The A Load-Balancing Library (ALL) developed within E-CAM at the Simulation Laboratory Molecular Systems of the Juelich Supercomputing Centre, aims to provide an easy and portable way to include dynamic domain-based load balancing into particle based simulation codes. It was created in the context of an Extended Software Development Workshop (ESDW) within E-CAM (see ALL ESDW event details), where code developers of CECAM community codes were invited together with E-CAM postdocs, to work on the implementation of load balancing strategies. The goal of this activity is to increase the scalability of applications to a larger number of cores on HPC systems, for spatially inhomogeneous systems, and thus to reduce the time-to-solution of the applications .
ALL includes several load-balancing schemes, with additional approaches currently being added. The following list gives an overview about the currently included schemes:
- Tensor-Product method: For the Tensor-Product method, the work on all processes (subdomains) is reduced over the cartesian planes in the systems. This work is then equalized by adjusting the borders of the cartesian planes.
- Staggered Grid Method: For the staggered-grid scheme, a 3-step hierarchical approach is applied: work over the Cartesian planes is reduced before the borders of these planes are adjusted; in each of the Cartesian planes the work is reduced for each Cartesian column, these columns are then adjusted to each other to homogenise the work in each column; the work between neighbouring domains in each column is adjusted. Each adjustment is done locally with the neighbouring planes, columns or domains by adjusting the adjacent boundaries.
- Unstructured Mesh Method: In contrast to the Tensor-Product method and the Staggered Grid Method, the unstructured mesh method adjusts domains not by moving boundaries but vertices, i.e. corner points, of domains. For each vertex, a force, based on the differences in work of the neighboring domains, is computed and the vertex is shifted in a way to equalize the work between these neighboring domains.

___

_PROBLEM TO SOLVE:_
Please resume the passage on the ALL load-balancing library, picking up right after its last sentence.

Point localization data

___

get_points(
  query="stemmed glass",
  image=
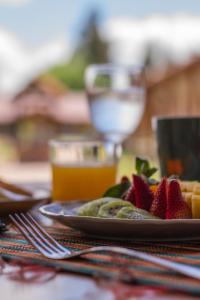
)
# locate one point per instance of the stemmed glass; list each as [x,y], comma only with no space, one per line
[116,97]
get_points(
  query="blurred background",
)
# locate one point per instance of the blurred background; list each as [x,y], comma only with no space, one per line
[45,47]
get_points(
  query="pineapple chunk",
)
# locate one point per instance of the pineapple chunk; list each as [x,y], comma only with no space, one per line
[195,201]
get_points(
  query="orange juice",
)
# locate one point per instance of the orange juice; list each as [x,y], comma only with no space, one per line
[81,182]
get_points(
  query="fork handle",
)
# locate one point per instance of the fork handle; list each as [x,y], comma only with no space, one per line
[178,267]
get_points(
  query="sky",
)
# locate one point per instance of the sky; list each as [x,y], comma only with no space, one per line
[38,21]
[37,34]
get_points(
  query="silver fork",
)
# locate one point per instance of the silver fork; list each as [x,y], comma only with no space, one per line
[50,248]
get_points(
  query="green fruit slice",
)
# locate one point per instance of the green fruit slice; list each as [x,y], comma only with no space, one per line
[92,208]
[111,209]
[134,213]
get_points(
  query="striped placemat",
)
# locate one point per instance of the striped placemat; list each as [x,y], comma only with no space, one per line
[14,245]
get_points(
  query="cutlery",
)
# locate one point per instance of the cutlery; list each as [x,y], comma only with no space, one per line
[50,248]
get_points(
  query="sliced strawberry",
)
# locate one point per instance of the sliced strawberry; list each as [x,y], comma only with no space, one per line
[143,194]
[130,195]
[159,204]
[177,208]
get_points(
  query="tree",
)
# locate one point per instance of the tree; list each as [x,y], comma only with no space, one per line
[91,49]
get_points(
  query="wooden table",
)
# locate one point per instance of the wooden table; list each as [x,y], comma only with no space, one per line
[66,286]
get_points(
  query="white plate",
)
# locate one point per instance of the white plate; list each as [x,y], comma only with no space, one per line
[122,228]
[24,204]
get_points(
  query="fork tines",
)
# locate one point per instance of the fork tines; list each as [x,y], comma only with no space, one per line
[35,234]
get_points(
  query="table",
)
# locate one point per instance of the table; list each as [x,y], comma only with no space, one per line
[66,286]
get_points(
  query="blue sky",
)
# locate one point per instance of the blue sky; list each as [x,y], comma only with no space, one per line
[37,21]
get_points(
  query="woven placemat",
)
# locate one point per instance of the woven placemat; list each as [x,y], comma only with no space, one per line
[14,245]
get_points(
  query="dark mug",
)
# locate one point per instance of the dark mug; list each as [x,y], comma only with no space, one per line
[178,140]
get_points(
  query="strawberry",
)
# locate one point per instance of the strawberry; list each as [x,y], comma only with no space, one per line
[177,208]
[159,204]
[130,195]
[143,194]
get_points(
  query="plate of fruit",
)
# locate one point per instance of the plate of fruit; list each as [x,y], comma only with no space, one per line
[137,209]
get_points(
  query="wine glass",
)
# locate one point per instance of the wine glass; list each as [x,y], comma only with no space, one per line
[116,96]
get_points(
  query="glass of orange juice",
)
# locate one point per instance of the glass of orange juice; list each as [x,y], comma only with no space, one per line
[82,169]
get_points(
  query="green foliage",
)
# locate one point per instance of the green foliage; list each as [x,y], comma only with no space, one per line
[91,49]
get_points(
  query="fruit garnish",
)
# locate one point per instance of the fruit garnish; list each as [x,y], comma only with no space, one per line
[118,190]
[110,209]
[134,213]
[142,192]
[2,226]
[143,169]
[159,204]
[92,208]
[177,208]
[130,195]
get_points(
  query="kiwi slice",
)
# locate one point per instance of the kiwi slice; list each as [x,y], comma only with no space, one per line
[92,208]
[110,210]
[134,213]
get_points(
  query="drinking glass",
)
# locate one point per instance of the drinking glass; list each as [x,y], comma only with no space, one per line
[116,97]
[82,169]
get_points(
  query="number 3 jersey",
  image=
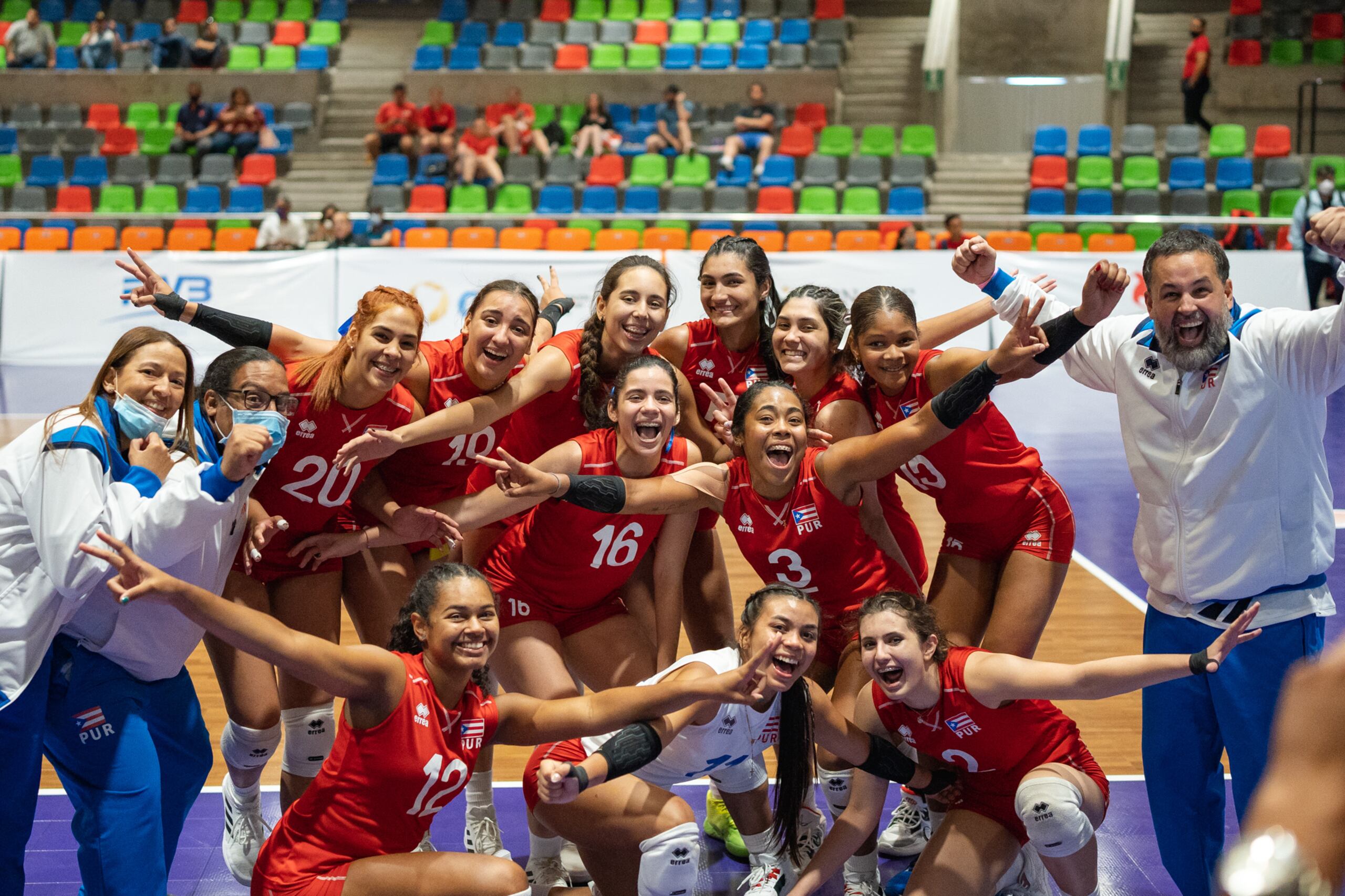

___

_WRITTEN RESPONSE:_
- Voronoi Mesh Method: Similar to the topological mesh method (Unstructured Mesh Method), the Voronoi mesh method computes a force, based on work differences. In contrast to the topological mesh method, the force acts on a Voronoi point rather than a vertex, i.e. a point defining a Voronoi cell, which describes the domain. Consequently, the number of neighbors is not a conserved quantity, i.e. the topology may change over time.
- Histogram-based Staggered Grid Method: The histogram-based staggered-grid scheme results in the same grid as the staggered-grid scheme (see Staggered Grid Method), this scheme uses the cumulative work function in each of the three cartesian directions in order to generate this grid. Using histograms and the previously defined distribution of process domains in a cartesian grid, this scheme generates in three steps a staggered-grid result, in which the work is distributed as evenly as the resolution of the underlying histogram allows. In contrast to the other schemes this scheme depends on a global exchange of work between processes.
ALL is being tested with the HemeLB code from the Centre of Excellence CompBiomed. A recent paper describes how HemeLB’s developments in memory management and load balancing (with ALL) allow near linear scaling performance of the code on hundreds of thousands of computer codes.
ALL is implemented in the multi-GPU version of DL_MESO_DPD package (see related news item here). The intention of this integration is to allow for better performance when modelling complex systems with DL_MESO_DPD, like large proteins or lipid bilayers, redistributing the work load across the GPUs.